**What needs to be done**
Copy the entries below exactly. Images do not belong in the copy.

**Extracted records**

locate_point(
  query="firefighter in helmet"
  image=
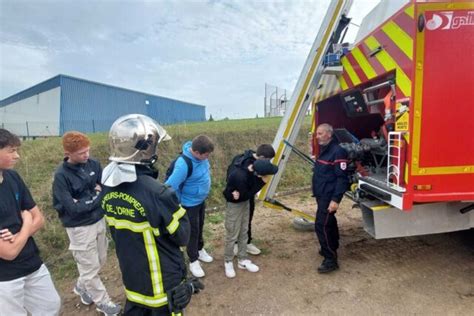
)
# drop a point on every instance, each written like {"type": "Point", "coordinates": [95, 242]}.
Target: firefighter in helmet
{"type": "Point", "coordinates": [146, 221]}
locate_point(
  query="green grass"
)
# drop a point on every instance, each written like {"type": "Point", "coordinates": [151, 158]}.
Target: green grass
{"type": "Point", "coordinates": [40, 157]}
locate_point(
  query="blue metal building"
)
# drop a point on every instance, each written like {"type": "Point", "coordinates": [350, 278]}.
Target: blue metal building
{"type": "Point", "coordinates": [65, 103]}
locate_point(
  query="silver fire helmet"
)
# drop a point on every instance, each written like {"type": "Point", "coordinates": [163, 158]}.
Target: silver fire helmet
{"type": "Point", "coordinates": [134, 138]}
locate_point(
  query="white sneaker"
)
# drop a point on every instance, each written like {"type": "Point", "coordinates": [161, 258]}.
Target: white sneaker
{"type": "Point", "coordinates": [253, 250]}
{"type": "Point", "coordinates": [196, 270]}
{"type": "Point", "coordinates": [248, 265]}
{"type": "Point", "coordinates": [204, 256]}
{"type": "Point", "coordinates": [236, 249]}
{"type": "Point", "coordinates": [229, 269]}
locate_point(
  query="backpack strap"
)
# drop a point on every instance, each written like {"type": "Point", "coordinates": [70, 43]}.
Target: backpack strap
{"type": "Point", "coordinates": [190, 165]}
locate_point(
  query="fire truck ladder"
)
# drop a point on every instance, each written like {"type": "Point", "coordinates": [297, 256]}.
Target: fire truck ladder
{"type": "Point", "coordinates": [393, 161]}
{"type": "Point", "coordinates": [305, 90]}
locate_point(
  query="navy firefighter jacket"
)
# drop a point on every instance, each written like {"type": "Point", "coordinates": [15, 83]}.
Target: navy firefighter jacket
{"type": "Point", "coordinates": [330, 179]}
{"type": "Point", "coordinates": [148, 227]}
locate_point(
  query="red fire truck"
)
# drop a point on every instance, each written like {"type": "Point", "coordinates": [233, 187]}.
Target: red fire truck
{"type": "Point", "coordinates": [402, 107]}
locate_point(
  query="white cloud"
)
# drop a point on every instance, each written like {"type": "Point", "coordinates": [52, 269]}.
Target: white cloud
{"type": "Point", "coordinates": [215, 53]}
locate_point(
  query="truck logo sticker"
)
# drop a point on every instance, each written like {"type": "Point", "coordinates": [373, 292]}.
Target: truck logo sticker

**Full answer**
locate_point(
  query="firefighter in helmet"
  image=
)
# drop a point on every instance, each written like {"type": "Point", "coordinates": [95, 242]}.
Target: firefighter in helmet
{"type": "Point", "coordinates": [146, 221]}
locate_point(
  query="green grass"
)
# drop a point on every instance, each written like {"type": "Point", "coordinates": [151, 158]}.
Target: green grass
{"type": "Point", "coordinates": [40, 157]}
locate_point(
  query="blue metal building"
)
# drop a point on every instance, each written like {"type": "Point", "coordinates": [350, 278]}.
Target: blue metal building
{"type": "Point", "coordinates": [65, 103]}
locate_point(
  query="silver fire helmet"
)
# drop a point on every instance, each written like {"type": "Point", "coordinates": [163, 158]}.
Target: silver fire helmet
{"type": "Point", "coordinates": [134, 138]}
locate_point(
  query="white sneaker"
)
# drop a point on every instance, each written like {"type": "Point", "coordinates": [161, 258]}.
Target: white sneaker
{"type": "Point", "coordinates": [253, 250]}
{"type": "Point", "coordinates": [196, 270]}
{"type": "Point", "coordinates": [248, 265]}
{"type": "Point", "coordinates": [204, 256]}
{"type": "Point", "coordinates": [236, 249]}
{"type": "Point", "coordinates": [229, 269]}
locate_point(
  query="backpack strap"
)
# drop a point on every instance, each written like {"type": "Point", "coordinates": [70, 43]}.
Target: backpack strap
{"type": "Point", "coordinates": [190, 165]}
locate_point(
  query="fire truck ladder"
)
# drop a point on every instance, each written like {"type": "Point", "coordinates": [297, 256]}.
Target: fire truck ladder
{"type": "Point", "coordinates": [393, 161]}
{"type": "Point", "coordinates": [305, 90]}
locate_point(
  query="navy firefighter jacket"
)
# drop a point on every instance, each written like {"type": "Point", "coordinates": [15, 83]}.
Target: navy firefighter jacket
{"type": "Point", "coordinates": [330, 179]}
{"type": "Point", "coordinates": [148, 227]}
locate_point(
  query="red fire truck"
)
# drop a point on every instance, each written like {"type": "Point", "coordinates": [233, 187]}.
Target: red fire truck
{"type": "Point", "coordinates": [402, 107]}
locate_point(
  query="white cloud"
)
# drop a point on every instance, each written like {"type": "Point", "coordinates": [52, 269]}.
Target: white cloud
{"type": "Point", "coordinates": [215, 53]}
locate_point(
  query="truck logo sticker"
)
# drop a point on every instance, each written like {"type": "Point", "coordinates": [373, 292]}.
Target: truck logo sticker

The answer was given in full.